[Excerpt to read]
--------
Performance of memory var handles in hot loops
Maurizio Cimadamore
maurizio.cimadamore at oracle.com
Tue Apr 7 13:55:27 UTC 2020
Can you please paste or link to the code that is doing the memory access?
There are some finicky details that have to be written correctly for C2
to be able to hoist all the relevant checks. This is due to some
performance work ongoing in the area. So I'd like to make sure that the
code you wrote is avoiding the "common traps" when interacting with
memory access handles.
Thanks
Maurizio
On 07/04/2020 12:57, Antoine Chambille wrote:
> Hi folks,
>
> We are doing preparation work to replace sun.misc.Unsafe with the new
> foreign memory API. The project is an in-memory analytical database.
--------
[Tasks to carry out]
1. Answer from the thread on memory var handles in hot loops:
(a) What kind of project does Antoine Chambille work on?
(b) What does the project plan to replace sun.misc.Unsafe with?
(c) What does Maurizio Cimadamore ask to see?
2. In one to three sentences, state why Maurizio Cimadamore wants to see the code, using the reason given in the thread on memory var handles in hot loops.

[Records shown]
--------
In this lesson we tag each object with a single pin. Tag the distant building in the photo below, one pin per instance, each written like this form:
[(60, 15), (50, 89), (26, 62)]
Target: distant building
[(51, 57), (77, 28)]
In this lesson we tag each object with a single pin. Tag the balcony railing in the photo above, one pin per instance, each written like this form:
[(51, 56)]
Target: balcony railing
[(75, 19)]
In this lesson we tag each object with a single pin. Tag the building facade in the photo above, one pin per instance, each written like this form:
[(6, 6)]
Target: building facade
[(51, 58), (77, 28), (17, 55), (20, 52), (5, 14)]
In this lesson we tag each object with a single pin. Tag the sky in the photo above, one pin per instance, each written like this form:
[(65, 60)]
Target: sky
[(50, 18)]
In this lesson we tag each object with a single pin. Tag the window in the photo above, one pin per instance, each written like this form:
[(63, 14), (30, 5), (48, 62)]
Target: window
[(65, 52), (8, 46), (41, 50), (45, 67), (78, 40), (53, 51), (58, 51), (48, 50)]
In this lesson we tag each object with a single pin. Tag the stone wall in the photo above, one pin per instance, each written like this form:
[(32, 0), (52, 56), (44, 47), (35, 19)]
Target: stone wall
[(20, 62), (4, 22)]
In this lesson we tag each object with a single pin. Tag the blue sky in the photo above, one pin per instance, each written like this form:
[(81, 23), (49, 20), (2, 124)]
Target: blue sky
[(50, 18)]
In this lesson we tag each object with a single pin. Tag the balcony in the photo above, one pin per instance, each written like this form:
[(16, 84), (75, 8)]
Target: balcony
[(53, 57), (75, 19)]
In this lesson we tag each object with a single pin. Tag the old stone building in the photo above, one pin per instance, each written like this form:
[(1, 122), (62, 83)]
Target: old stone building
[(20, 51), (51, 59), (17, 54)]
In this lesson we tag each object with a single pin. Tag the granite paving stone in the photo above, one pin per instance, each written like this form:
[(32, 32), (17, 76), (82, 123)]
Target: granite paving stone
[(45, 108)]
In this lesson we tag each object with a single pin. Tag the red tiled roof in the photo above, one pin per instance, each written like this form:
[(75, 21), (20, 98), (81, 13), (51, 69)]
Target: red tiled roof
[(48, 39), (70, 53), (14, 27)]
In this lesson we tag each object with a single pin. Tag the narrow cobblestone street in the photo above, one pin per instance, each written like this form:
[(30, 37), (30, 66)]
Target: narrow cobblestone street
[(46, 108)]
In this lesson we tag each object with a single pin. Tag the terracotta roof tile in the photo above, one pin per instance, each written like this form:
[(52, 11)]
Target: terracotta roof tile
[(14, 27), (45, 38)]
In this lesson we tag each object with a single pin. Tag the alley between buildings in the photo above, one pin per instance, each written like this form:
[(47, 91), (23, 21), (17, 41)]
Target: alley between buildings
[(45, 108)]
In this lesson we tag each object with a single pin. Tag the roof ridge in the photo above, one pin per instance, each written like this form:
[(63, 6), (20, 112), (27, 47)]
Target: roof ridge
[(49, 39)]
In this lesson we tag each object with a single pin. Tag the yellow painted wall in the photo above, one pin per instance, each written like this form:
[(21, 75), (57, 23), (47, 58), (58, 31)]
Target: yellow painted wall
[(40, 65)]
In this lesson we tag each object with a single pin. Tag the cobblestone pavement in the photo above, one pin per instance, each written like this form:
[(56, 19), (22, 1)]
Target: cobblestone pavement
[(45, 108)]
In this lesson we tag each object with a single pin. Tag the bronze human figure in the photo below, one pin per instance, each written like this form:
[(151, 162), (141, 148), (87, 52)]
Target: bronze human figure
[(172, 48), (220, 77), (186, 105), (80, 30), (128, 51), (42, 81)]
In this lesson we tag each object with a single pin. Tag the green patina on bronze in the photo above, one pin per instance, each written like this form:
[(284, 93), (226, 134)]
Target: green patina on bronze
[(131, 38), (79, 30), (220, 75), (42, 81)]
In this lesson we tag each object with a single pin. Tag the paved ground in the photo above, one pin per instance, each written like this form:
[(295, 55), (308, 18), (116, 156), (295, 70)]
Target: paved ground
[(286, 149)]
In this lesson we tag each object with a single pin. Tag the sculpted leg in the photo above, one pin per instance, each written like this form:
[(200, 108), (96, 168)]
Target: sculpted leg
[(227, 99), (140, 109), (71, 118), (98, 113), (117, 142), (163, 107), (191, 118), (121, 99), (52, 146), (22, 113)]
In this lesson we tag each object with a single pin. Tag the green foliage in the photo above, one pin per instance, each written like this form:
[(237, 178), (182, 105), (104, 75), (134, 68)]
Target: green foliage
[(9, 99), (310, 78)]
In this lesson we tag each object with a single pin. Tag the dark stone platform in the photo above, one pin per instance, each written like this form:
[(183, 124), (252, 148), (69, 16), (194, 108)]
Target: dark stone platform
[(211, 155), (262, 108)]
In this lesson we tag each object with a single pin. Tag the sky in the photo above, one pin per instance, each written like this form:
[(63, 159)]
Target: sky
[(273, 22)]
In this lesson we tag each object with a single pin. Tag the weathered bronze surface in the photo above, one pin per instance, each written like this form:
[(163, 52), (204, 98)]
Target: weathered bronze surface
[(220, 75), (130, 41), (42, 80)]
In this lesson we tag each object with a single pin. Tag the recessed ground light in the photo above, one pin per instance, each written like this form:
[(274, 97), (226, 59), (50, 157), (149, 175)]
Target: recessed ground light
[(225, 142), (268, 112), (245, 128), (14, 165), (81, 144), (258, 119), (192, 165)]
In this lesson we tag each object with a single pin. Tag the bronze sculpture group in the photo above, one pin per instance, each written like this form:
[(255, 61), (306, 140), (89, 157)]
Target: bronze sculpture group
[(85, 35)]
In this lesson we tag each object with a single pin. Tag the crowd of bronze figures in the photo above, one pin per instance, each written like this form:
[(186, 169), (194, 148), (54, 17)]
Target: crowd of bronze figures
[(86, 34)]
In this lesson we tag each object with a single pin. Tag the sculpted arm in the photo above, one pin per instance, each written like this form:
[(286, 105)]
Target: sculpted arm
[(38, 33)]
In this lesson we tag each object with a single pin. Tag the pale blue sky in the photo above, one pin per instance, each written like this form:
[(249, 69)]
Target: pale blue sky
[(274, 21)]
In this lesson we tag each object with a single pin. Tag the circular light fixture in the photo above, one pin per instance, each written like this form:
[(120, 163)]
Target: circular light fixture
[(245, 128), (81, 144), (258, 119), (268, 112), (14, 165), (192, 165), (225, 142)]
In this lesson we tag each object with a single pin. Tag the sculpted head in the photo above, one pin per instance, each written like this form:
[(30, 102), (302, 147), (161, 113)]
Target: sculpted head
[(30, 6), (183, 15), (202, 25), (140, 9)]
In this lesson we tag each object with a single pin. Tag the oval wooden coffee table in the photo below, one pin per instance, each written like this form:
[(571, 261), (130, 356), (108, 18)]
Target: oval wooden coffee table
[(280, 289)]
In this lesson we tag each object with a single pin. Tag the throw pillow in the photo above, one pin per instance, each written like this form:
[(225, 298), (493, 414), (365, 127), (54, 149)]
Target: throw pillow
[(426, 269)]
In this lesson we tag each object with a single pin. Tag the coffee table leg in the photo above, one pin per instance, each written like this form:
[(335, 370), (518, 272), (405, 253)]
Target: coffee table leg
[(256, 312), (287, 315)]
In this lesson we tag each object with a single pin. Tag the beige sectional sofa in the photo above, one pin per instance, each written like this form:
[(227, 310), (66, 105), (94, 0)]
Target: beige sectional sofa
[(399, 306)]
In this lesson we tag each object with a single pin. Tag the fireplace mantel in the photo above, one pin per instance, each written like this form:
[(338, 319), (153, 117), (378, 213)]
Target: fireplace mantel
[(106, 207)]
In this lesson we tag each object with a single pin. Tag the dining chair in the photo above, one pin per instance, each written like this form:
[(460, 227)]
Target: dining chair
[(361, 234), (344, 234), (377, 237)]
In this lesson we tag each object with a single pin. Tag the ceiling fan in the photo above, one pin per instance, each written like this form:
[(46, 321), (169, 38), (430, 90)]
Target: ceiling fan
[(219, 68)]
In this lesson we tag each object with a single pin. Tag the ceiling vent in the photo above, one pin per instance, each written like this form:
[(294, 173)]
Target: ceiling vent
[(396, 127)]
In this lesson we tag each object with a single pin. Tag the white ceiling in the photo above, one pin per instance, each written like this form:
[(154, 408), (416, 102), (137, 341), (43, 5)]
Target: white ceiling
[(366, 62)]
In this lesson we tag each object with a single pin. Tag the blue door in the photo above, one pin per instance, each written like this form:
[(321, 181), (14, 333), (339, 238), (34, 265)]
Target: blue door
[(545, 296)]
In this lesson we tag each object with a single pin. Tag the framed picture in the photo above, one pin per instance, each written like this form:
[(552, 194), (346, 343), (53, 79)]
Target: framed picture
--------
[Solved problems]
1.
(a) An in-memory analytical database.
(b) The new foreign memory API.
(c) The code that does the memory access, pasted or linked.

2. Some finicky details must be written correctly for C2 to hoist all the relevant checks. He wants to make sure the code avoids the "common traps" when working with memory access handles.